What is required: Show every line of the listing below that contains the string "water", copying each one in full. Treat the match as case-sensitive.

Stored records:

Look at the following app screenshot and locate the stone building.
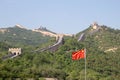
[8,48,21,56]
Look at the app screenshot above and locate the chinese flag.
[72,50,85,60]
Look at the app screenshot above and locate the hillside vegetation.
[0,26,120,80]
[0,26,55,47]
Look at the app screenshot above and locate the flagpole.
[84,48,86,80]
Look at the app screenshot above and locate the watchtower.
[8,48,21,56]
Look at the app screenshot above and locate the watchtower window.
[14,53,16,55]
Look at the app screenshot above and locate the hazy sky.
[0,0,120,34]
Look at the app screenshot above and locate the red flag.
[72,50,85,60]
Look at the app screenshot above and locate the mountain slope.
[0,25,52,46]
[77,25,120,52]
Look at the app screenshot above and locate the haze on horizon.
[0,0,120,34]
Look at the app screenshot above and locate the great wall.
[2,23,100,60]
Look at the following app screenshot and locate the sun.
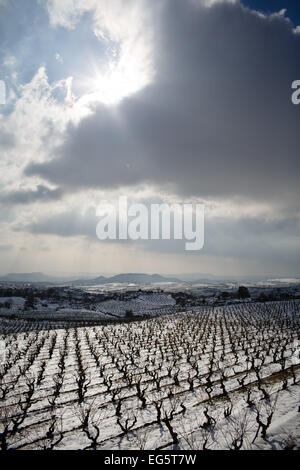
[79,51,150,106]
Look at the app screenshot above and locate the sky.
[0,0,300,277]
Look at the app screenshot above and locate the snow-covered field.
[0,299,300,450]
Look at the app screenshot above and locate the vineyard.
[0,301,300,450]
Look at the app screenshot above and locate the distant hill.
[0,273,181,286]
[107,273,180,284]
[0,273,55,282]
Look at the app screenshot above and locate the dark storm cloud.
[26,0,300,206]
[22,208,300,266]
[0,184,63,204]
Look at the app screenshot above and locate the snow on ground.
[0,302,300,450]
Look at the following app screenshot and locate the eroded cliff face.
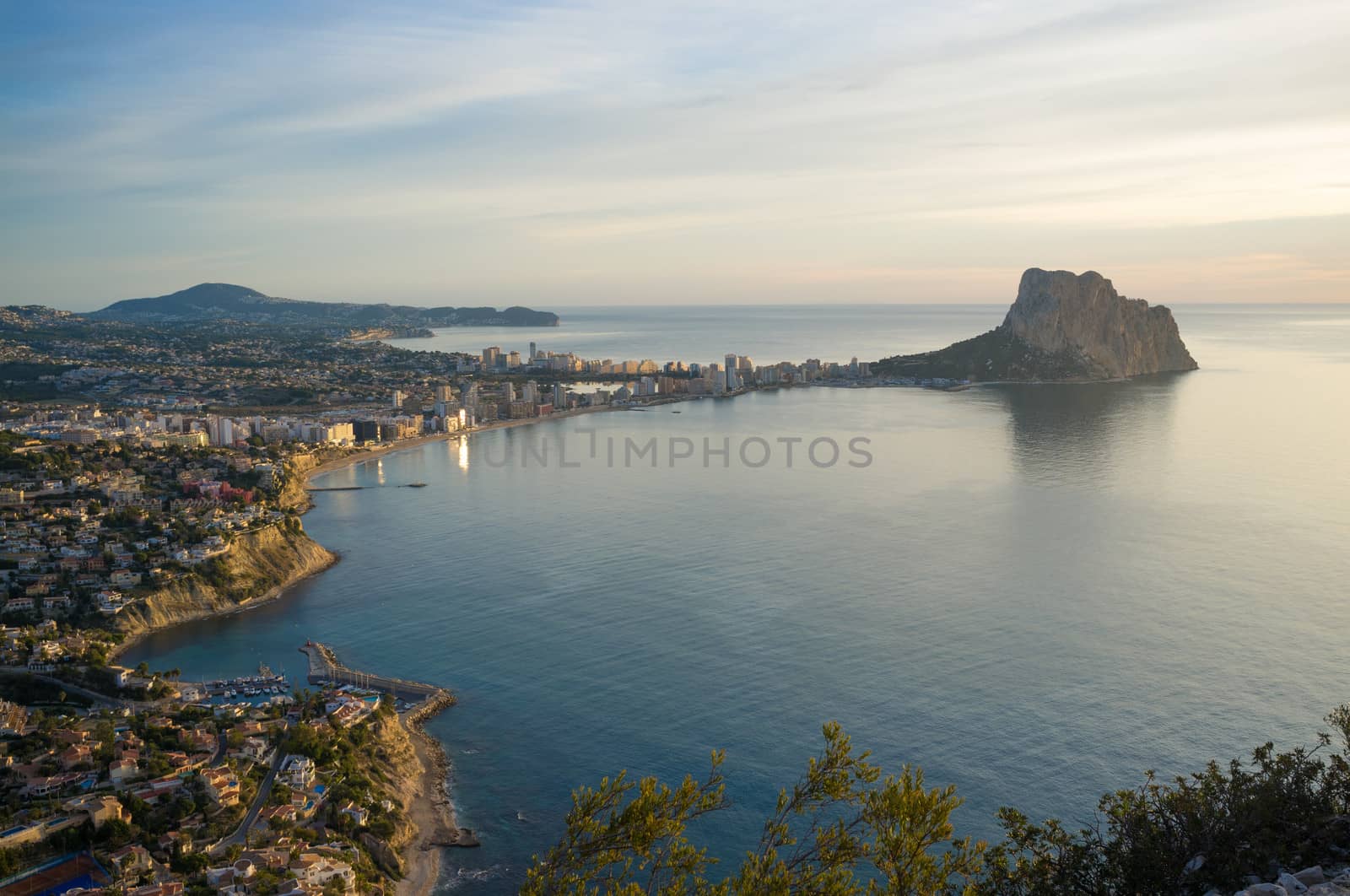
[999,267,1199,379]
[117,524,338,635]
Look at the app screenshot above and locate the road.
[209,738,286,856]
[0,666,162,712]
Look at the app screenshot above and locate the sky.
[0,0,1350,310]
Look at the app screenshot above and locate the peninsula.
[89,283,559,332]
[873,267,1199,382]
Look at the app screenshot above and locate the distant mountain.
[873,267,1199,382]
[86,283,558,329]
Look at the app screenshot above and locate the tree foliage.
[521,722,984,896]
[521,704,1350,896]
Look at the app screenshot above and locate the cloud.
[0,0,1350,301]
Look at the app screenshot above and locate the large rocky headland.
[873,267,1199,382]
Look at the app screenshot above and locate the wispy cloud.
[0,0,1350,304]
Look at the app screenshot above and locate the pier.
[300,641,455,710]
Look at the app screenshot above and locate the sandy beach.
[305,405,629,482]
[397,719,459,896]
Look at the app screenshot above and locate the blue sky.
[0,0,1350,309]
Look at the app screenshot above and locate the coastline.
[108,521,342,662]
[305,405,632,486]
[396,715,464,896]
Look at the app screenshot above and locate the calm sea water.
[128,306,1350,893]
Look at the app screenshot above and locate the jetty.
[300,641,455,709]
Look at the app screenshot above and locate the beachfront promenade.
[300,641,454,703]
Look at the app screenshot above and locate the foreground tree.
[521,722,986,896]
[521,705,1350,896]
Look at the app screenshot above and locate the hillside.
[872,267,1199,382]
[88,283,558,329]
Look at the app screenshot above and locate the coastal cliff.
[1002,267,1199,379]
[117,520,338,644]
[873,267,1199,382]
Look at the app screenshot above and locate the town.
[0,308,960,896]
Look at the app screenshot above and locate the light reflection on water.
[127,309,1350,893]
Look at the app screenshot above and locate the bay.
[126,305,1350,893]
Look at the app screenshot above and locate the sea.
[126,304,1350,894]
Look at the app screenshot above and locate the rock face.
[117,525,338,635]
[999,267,1199,379]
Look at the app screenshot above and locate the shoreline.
[108,528,342,662]
[394,710,464,896]
[304,405,633,487]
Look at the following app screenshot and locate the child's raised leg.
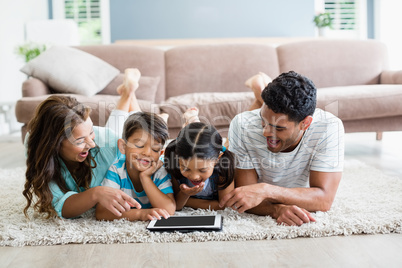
[244,72,272,111]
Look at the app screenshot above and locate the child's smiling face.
[122,129,163,172]
[179,157,217,185]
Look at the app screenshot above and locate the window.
[319,0,367,39]
[53,0,110,45]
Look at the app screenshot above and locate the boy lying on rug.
[96,112,176,221]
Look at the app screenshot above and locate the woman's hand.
[139,208,170,221]
[96,186,141,217]
[180,182,205,196]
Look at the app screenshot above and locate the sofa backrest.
[277,40,388,88]
[76,45,165,103]
[165,44,279,98]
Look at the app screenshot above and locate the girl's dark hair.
[122,112,169,145]
[164,122,235,190]
[261,71,317,123]
[22,95,99,218]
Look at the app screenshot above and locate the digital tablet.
[147,215,222,232]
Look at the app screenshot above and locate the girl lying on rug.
[23,69,170,218]
[165,108,235,210]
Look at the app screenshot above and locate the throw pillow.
[21,46,120,96]
[159,91,255,128]
[98,73,160,103]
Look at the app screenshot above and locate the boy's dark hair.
[261,71,317,123]
[122,112,169,145]
[164,122,235,190]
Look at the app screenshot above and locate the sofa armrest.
[22,77,51,97]
[380,71,402,84]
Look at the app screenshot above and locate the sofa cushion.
[277,39,388,88]
[15,94,160,126]
[317,85,402,121]
[21,46,120,96]
[159,92,255,128]
[165,44,279,99]
[98,73,160,103]
[75,44,165,103]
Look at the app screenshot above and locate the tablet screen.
[154,216,215,227]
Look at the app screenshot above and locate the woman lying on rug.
[96,112,176,221]
[165,108,235,210]
[23,69,166,218]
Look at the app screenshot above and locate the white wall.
[374,0,402,70]
[0,0,48,102]
[0,0,48,136]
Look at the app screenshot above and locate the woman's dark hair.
[22,95,99,218]
[122,112,169,145]
[261,71,317,123]
[164,122,235,190]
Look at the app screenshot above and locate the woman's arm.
[62,186,141,218]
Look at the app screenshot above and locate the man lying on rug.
[220,72,344,225]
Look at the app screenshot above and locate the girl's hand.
[140,208,170,221]
[96,186,141,217]
[140,160,163,179]
[180,182,205,196]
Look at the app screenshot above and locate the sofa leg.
[376,132,382,141]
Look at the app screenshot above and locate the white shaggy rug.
[0,161,402,246]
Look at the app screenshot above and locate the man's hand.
[180,182,205,196]
[219,183,266,213]
[275,205,315,226]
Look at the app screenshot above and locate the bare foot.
[116,68,141,95]
[158,113,169,124]
[244,72,272,105]
[183,107,200,127]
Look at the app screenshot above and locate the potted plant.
[313,12,333,36]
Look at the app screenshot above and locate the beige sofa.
[16,40,402,141]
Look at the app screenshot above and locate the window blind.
[325,0,358,30]
[64,0,102,44]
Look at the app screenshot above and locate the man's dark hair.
[261,71,317,123]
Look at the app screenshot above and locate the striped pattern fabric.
[229,109,344,188]
[102,155,173,208]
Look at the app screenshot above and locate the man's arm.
[221,169,342,216]
[220,169,330,225]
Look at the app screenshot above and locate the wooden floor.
[0,132,402,267]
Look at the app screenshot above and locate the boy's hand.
[140,208,170,221]
[140,160,163,179]
[180,182,205,196]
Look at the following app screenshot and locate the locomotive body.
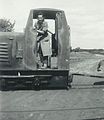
[0,9,72,89]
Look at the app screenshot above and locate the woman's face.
[38,15,43,22]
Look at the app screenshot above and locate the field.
[0,52,104,120]
[70,52,104,75]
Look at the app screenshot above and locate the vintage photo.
[0,0,104,120]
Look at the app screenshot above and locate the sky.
[0,0,104,49]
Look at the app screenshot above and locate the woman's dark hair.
[37,12,44,17]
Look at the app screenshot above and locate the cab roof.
[31,8,64,19]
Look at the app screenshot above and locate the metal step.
[0,59,9,62]
[0,43,8,46]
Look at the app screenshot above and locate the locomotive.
[0,8,72,90]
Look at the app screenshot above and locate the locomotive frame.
[0,8,72,90]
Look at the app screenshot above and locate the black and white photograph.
[0,0,104,120]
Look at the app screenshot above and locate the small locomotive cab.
[0,8,72,88]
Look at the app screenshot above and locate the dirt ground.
[0,51,104,120]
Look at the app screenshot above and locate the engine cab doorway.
[33,16,58,69]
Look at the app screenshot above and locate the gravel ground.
[0,52,104,120]
[0,76,104,120]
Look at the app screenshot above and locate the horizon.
[0,0,104,49]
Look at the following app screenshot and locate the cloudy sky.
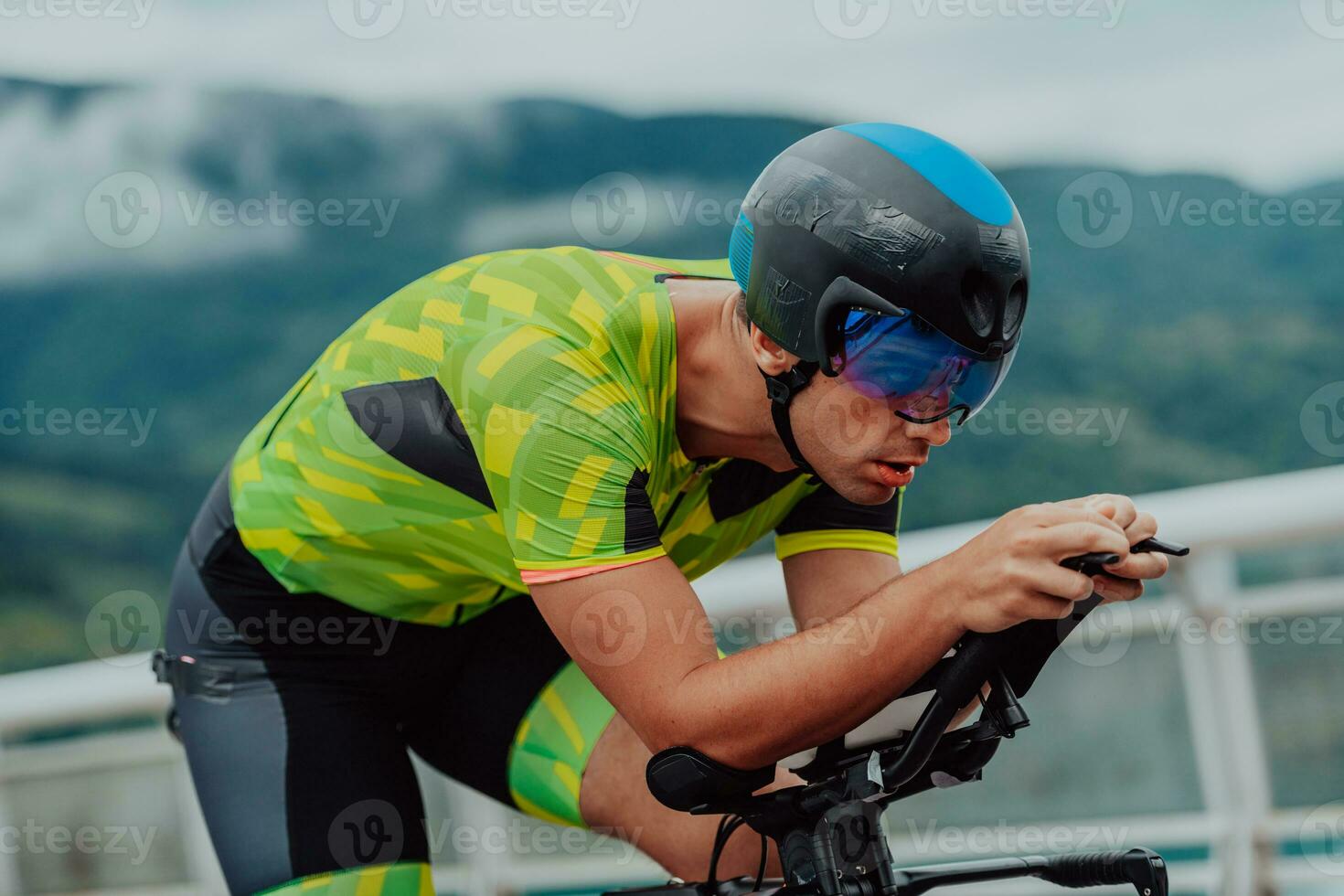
[0,0,1344,191]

Solution to this problem:
Look at the app screenshot above and locate the calm sea water.
Look at the app screenshot above and locate the light reflection on water.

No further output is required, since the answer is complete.